## START Data listing
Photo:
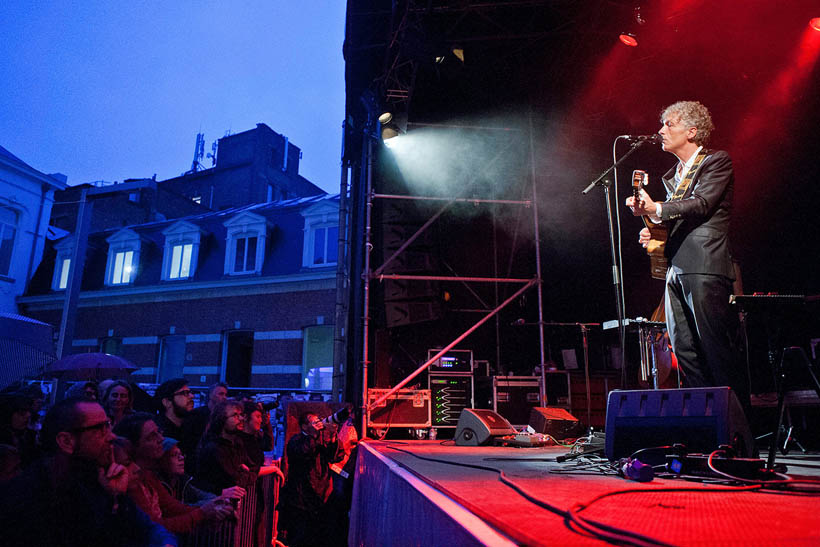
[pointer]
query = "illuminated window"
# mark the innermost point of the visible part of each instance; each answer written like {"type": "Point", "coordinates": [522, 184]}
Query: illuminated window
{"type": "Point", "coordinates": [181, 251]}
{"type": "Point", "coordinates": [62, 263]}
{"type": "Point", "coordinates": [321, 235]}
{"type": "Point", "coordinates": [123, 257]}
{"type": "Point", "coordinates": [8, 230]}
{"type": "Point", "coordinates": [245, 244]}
## END Data listing
## START Data listing
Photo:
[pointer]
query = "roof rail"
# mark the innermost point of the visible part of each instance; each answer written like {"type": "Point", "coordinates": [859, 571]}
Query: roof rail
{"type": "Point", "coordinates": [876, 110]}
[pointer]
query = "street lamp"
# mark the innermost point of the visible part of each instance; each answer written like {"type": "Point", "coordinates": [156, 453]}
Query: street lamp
## END Data listing
## START Data listing
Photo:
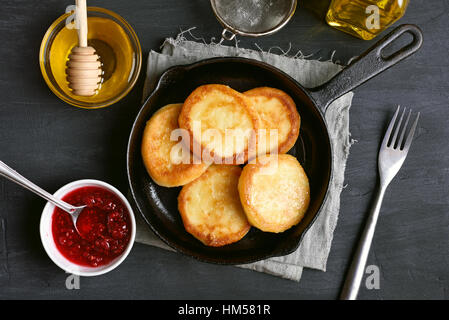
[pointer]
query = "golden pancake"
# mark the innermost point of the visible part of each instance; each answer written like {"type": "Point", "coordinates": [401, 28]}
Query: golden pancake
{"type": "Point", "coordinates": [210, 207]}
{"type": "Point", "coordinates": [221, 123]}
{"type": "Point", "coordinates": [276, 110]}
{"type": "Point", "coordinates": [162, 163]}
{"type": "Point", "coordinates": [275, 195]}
## END Data listing
What the task asks: Locate every line in the material above that contains the string "golden" and copy each one. Match case exactly.

Result of this exercise:
query = "golden pancake"
Query: golden pancake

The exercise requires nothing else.